Data excerpted from a collection:
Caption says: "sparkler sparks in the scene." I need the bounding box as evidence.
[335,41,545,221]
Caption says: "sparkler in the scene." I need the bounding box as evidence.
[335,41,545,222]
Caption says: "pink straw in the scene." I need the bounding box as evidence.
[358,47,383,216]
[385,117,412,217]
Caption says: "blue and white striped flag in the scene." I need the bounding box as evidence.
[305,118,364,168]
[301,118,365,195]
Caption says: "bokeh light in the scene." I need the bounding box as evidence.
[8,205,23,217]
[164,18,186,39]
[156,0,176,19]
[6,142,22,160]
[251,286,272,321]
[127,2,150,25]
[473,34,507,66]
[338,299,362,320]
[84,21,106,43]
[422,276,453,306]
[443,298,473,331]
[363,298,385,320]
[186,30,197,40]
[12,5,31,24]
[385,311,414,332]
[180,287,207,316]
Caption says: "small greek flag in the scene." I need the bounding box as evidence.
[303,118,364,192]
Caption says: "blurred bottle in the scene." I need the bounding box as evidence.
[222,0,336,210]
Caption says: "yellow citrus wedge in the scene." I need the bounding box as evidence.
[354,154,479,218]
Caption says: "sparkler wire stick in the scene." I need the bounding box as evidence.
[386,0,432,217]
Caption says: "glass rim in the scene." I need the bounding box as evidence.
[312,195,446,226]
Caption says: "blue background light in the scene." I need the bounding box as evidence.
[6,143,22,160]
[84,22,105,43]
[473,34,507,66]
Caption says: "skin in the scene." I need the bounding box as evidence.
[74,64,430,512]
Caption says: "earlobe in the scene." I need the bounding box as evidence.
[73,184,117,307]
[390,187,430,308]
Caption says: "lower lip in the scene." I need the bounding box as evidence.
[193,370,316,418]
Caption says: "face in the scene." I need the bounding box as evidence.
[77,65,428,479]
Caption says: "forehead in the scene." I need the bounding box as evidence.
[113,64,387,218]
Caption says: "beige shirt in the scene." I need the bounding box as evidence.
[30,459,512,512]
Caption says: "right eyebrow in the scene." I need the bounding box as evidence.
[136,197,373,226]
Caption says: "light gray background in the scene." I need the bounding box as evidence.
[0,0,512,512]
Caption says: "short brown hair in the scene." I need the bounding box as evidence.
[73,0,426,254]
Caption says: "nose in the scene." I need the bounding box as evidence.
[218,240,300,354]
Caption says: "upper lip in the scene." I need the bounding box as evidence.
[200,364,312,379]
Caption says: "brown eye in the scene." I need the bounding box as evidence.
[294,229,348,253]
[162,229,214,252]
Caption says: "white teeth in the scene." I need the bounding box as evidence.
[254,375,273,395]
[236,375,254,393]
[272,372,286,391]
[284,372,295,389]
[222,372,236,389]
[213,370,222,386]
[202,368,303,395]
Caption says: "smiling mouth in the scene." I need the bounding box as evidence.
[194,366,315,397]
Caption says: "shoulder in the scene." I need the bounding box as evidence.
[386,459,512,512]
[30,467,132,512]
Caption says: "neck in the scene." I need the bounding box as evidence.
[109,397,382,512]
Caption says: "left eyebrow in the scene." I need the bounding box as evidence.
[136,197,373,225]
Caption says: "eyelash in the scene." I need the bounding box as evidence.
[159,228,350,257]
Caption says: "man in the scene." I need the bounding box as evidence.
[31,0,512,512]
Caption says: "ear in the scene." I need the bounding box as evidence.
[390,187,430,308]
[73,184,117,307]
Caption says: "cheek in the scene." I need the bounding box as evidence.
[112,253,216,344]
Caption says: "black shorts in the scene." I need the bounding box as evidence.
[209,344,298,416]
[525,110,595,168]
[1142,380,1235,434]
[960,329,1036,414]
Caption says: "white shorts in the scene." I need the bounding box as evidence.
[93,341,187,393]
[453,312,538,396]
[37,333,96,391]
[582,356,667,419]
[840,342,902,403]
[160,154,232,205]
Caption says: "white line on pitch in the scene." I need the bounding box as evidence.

**Work to be completed:** Write out every line of the data above exactly as it appears, keeping the original order.

**Correct response:**
Caption says: "sparkler sparks in the scene." I need the bounding box as evidence.
[335,41,545,221]
Caption says: "sparkler in the scene." I need the bounding box as evidence.
[335,41,545,222]
Caption says: "pink straw in the scene." I need the bounding box as evidence.
[358,47,383,216]
[385,117,412,217]
Caption says: "blue and white striped flag in the scene." I need the bounding box as evidence.
[305,118,364,168]
[301,118,365,195]
Caption says: "bokeh light in the scene." I need the bounding box as evidence.
[8,205,23,217]
[164,18,186,39]
[156,0,176,19]
[6,142,22,160]
[251,286,272,321]
[127,2,150,25]
[473,34,507,66]
[338,299,362,320]
[84,21,106,43]
[422,276,453,306]
[443,298,473,331]
[363,298,385,320]
[186,30,197,40]
[12,5,31,24]
[385,311,414,332]
[180,287,207,316]
Caption says: "small greek flag in the scene." I need the bounding box as evidence.
[303,118,364,192]
Caption says: "blurred bottle in the scene." I need the bounding box as evidence.
[222,0,336,210]
Caption says: "yellow citrus wedge in the scene." I need the bounding box as evidence.
[354,154,479,218]
Caption says: "sparkler wire stick in the scene." I need the bounding box as evidence.
[386,0,432,217]
Caption says: "glass rim in the scene." I need the bounding box as evidence.
[312,195,446,226]
Caption says: "blue background light in the scene." I need the bounding box as evidence.
[6,143,22,160]
[84,22,105,43]
[473,34,507,66]
Caption says: "skin in the scene." I need the bounding box as evidence.
[74,64,430,512]
Caption says: "earlobe in the scene." I need the bounding box as evidence.
[73,184,117,307]
[390,187,430,308]
Caption says: "lower lip in the scene." I need the bounding box as evidence.
[193,370,316,418]
Caption says: "face in the scene." I need the bounding box as evidence.
[77,65,428,479]
Caption says: "forehead in the scene." I need the bounding box as evidence.
[113,64,387,218]
Caption says: "beige shirt in the scene." I need the bounding box as evidence.
[30,459,512,512]
Caption says: "right eyebrow in the scene." I need the bounding box as evidence.
[136,197,373,226]
Caption says: "light gray background in the scene." I need the bounding box as evidence.
[0,0,512,512]
Caption says: "short brown hair in the scene." I need the bounding box as evidence.
[73,0,426,254]
Caption says: "nose in the scene." I need the bounding box as evidence.
[218,240,300,354]
Caption says: "upper lip in the scene." I need the bounding box as evidence.
[200,364,312,379]
Caption says: "brown eye in the scene." I need the bounding box as evidence.
[294,229,348,253]
[162,229,214,252]
Caption says: "white teeth in the scene." I need the bounding box as evidence.
[254,375,273,395]
[236,375,254,393]
[272,372,286,391]
[284,372,295,389]
[222,372,236,389]
[213,370,222,386]
[202,368,303,395]
Caption says: "smiling mouth in the scene." I need the bounding box as evidence.
[194,366,315,397]
Caption says: "shoulder in the scene." I need the bounding box as evidence.
[386,459,512,512]
[30,467,132,512]
Caption says: "neck in the scene." I need the bounding box as evidence.
[109,397,382,512]
Caption says: "left eyebrow in the scene." I need the bounding box as evidence.
[136,197,373,225]
Caption says: "eyelash in the scene." I need the bounding box as evidence.
[159,228,350,257]
Caption says: "man in the scene." I need the bounding box as evidence.
[31,0,512,512]
Caption says: "ear in the scene." I need the bounding box as evidence.
[390,187,430,308]
[73,184,117,307]
Caption says: "cheek in the scene." I need the bounding box as evidence.
[112,253,216,344]
Caption says: "black shorts in the scene." I need the bounding box as evidence.
[209,344,298,416]
[525,110,595,168]
[1142,380,1235,434]
[960,329,1036,414]
Caption says: "white shorts in the scene." I need the bounding box as evidence.
[93,341,187,393]
[453,312,538,396]
[37,333,96,391]
[582,356,667,419]
[840,342,902,403]
[160,154,232,205]
Caption says: "white line on pitch in the scene." I need the bounding box as evidence.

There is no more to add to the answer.